> _Task objective_:
Look for the string "point" in the data below, and copy each line that holds it.

[Dataset content — start]

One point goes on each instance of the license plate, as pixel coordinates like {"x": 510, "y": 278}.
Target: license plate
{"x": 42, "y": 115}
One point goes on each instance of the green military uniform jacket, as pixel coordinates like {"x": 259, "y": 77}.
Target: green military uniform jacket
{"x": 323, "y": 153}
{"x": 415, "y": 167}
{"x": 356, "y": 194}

[Dataset content — finish]
[Dataset content — start]

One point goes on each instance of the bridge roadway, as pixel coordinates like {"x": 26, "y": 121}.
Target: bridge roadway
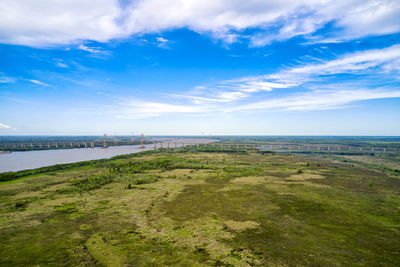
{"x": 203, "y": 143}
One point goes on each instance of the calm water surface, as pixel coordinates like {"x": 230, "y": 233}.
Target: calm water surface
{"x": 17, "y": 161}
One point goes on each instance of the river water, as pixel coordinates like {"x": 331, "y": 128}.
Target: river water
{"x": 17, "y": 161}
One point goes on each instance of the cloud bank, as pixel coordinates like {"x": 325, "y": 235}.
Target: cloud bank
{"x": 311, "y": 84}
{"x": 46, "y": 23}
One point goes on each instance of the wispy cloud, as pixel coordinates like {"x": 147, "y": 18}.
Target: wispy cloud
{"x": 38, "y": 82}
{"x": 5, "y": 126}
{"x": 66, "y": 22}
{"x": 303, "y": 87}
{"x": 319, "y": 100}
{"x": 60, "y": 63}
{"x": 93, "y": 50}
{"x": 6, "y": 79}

[Dataset content — finish]

> _Result for this task_:
One point goes on each instance of the license plate, as pixel coordinates like {"x": 510, "y": 278}.
One point goes on each instance of the green military uniform jacket, as pixel coordinates like {"x": 259, "y": 77}.
One point goes on each instance of the bridge roadway, as pixel coordinates like {"x": 26, "y": 121}.
One point goes on each instance of the calm water surface, as pixel coordinates like {"x": 230, "y": 233}.
One point goes on each instance of the river water, as pixel coordinates like {"x": 331, "y": 128}.
One point goes on each instance of the cloud bank, as pixel coordinates like {"x": 325, "y": 235}.
One point goes on each instance of the wispy cloud, as pixel coordinates like {"x": 147, "y": 18}.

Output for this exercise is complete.